[Entries from a point annotation set]

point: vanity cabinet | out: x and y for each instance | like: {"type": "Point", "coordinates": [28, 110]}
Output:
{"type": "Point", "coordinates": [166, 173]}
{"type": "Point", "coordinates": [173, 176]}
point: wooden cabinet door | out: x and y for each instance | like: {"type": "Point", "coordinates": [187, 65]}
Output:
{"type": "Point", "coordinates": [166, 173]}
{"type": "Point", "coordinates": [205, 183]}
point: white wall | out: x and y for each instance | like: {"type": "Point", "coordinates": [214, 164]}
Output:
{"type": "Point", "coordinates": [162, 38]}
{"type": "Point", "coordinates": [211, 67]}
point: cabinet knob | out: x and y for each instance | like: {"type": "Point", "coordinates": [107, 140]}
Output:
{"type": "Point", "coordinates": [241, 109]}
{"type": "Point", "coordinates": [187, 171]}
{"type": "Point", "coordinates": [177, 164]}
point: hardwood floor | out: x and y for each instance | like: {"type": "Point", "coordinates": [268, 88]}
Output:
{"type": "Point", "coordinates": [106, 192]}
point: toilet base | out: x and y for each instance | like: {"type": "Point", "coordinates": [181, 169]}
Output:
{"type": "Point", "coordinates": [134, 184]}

- The problem: Reproduce the items above word for word, beginning with the line that contains "point: cabinet knob" and continuing through the final line of the items.

- Solution below:
point: cabinet knob | out: x and y for each instance | like: {"type": "Point", "coordinates": [107, 140]}
Output:
{"type": "Point", "coordinates": [241, 109]}
{"type": "Point", "coordinates": [187, 171]}
{"type": "Point", "coordinates": [177, 164]}
point: hardwood floor | out: x and y for each instance | like: {"type": "Point", "coordinates": [268, 88]}
Output:
{"type": "Point", "coordinates": [106, 192]}
point: toilet base | out: x and y for each instance | like: {"type": "Point", "coordinates": [181, 169]}
Output:
{"type": "Point", "coordinates": [134, 184]}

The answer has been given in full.